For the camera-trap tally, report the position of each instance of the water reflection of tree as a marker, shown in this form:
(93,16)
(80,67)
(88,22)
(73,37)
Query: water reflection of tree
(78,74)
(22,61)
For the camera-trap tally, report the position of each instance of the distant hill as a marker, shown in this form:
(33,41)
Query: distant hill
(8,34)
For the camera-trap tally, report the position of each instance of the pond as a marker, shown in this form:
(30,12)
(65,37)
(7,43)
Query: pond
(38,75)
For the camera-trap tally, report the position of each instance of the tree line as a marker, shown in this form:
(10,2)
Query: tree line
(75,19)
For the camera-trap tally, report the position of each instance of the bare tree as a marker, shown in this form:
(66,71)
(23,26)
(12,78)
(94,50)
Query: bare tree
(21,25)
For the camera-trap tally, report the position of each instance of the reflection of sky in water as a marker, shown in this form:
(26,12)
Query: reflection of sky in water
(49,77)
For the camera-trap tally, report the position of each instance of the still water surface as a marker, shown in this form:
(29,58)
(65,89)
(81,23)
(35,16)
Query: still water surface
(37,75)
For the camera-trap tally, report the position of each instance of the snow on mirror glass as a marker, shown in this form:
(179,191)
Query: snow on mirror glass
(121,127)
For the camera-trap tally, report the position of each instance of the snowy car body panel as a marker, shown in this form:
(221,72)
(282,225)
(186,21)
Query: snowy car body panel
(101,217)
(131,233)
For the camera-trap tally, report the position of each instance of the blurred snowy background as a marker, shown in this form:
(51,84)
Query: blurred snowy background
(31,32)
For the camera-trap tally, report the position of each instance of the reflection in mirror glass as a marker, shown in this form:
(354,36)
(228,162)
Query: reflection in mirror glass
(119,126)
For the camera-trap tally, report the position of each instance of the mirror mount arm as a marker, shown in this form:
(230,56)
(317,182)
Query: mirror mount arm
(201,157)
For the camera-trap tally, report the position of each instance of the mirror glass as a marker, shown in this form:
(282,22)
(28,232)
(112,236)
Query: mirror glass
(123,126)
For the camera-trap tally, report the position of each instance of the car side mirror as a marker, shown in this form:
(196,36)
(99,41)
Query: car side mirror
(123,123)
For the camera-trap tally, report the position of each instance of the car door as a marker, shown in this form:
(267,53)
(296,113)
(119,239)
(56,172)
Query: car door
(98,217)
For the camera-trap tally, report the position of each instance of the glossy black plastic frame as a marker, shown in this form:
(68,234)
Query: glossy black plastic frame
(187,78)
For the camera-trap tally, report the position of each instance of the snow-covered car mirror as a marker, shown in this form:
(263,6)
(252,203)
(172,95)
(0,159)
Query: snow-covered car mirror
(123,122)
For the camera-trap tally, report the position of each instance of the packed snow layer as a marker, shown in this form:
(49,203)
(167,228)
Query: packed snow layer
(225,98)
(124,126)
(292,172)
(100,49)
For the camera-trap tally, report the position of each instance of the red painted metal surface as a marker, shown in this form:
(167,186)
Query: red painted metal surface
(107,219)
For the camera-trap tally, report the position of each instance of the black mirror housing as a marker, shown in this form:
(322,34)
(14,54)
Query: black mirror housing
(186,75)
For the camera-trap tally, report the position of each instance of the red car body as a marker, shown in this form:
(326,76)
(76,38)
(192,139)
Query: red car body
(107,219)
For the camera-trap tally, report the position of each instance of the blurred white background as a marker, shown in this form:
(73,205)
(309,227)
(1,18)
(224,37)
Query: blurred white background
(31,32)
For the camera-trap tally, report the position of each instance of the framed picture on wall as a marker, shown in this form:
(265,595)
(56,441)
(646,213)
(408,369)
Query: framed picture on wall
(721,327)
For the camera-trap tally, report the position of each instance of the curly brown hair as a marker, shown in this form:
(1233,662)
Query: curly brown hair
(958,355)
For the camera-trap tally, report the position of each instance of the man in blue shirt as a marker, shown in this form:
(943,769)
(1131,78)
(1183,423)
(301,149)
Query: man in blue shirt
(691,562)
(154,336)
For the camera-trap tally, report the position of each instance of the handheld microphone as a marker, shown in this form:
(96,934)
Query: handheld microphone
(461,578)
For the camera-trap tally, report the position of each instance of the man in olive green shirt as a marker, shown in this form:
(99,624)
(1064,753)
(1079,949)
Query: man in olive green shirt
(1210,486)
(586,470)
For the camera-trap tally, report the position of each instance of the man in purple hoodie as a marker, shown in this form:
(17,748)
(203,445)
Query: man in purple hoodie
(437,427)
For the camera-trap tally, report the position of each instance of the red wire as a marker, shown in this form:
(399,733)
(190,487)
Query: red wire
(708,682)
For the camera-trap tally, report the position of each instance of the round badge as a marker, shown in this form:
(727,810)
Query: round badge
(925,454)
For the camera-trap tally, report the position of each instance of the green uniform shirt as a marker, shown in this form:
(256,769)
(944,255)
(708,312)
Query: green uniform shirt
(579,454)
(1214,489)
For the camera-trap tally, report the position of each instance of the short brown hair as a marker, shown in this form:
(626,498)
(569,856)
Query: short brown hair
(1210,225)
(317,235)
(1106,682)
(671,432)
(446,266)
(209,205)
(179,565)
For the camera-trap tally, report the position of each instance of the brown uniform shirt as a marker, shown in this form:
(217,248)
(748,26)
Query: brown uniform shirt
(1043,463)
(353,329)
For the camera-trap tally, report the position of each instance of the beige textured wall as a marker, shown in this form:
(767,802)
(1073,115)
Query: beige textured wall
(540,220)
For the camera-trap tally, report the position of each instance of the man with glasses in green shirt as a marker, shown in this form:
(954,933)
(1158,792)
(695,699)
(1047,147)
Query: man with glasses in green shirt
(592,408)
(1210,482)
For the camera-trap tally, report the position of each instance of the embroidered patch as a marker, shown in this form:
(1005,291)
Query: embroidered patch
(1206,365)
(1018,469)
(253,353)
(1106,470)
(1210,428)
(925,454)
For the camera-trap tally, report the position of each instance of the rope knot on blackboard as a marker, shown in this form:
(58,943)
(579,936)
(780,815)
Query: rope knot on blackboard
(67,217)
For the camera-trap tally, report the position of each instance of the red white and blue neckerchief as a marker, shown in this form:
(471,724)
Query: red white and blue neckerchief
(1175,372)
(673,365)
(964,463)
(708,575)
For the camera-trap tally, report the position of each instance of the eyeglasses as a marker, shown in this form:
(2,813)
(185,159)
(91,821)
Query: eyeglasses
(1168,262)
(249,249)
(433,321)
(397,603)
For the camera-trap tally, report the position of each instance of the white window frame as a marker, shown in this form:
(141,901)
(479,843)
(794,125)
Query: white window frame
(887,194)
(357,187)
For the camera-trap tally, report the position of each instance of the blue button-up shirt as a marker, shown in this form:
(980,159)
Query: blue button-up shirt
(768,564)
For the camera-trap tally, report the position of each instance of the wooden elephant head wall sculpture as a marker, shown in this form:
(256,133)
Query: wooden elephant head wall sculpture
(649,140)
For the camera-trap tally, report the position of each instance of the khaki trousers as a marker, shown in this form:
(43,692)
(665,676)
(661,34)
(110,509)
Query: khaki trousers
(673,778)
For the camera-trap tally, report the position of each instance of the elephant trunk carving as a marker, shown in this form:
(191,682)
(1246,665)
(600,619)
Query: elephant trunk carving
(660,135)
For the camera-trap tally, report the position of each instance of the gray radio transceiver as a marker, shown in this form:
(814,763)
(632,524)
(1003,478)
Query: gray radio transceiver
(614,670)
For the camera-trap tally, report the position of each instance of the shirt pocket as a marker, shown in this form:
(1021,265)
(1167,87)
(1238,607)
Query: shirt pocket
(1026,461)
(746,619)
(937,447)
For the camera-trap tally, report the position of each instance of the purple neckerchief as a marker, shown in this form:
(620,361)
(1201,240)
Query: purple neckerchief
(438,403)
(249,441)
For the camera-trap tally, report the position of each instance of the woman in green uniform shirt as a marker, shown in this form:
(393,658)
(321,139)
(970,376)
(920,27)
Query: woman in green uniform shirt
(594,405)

___

# Instruction:
Reproduce the records above exactly, starting with the line that contains "of the shirt" and ending with the last line.

# Reply to the exercise:
For the camera-trap tally, report the position of each instance of the shirt pocket as a marker, shown in this form:
(1021,265)
(1167,87)
(1238,607)
Query: shirt pocket
(1026,461)
(746,619)
(937,447)
For the camera-trap tally, report the position of each instance of the purple neckerchief as a marker, shown in this form:
(620,361)
(1201,240)
Query: purple neckerchief
(438,403)
(249,441)
For the camera-trap tally, report the position of each instance of the woman in green uniform shirt as a marker, shown in this form:
(393,658)
(321,139)
(970,376)
(920,27)
Query: woman in green uniform shirt
(594,405)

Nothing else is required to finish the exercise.